• [Exercise]
Reproduce each of the following lines verbatim, omitting the pictures from your reply.

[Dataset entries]
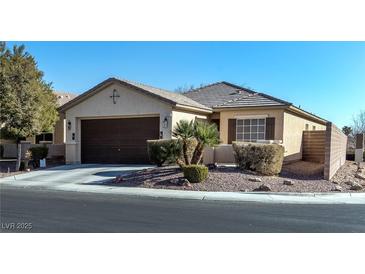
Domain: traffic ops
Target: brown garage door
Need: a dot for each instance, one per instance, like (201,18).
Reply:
(117,140)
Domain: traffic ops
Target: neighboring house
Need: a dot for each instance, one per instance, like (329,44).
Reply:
(111,122)
(56,137)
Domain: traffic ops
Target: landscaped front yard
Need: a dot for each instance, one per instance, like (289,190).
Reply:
(233,179)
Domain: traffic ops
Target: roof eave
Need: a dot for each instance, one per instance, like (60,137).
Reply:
(307,114)
(218,108)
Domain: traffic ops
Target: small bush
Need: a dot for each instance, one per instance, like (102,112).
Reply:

• [The response]
Domain: traffic ops
Target: brown garage door
Need: a dot for each instance, one per instance, like (201,18).
Reply:
(117,140)
Domain: traffic ops
Target: neighboring house
Need: a dot for each instance, one per instance, like (329,44).
Reply:
(111,122)
(56,137)
Domain: traffic ops
Target: landscaped front yard
Need: a dot for each instance, one per instance, like (289,190).
Reply:
(233,179)
Domain: traffic ops
Target: roof eave
Need: a dot for each instance, one per instance, like (60,137).
Reply:
(307,114)
(218,108)
Domain: traffic ops
Target: small bush
Need: a dot for each instance, one per instance, like (102,112).
Reply:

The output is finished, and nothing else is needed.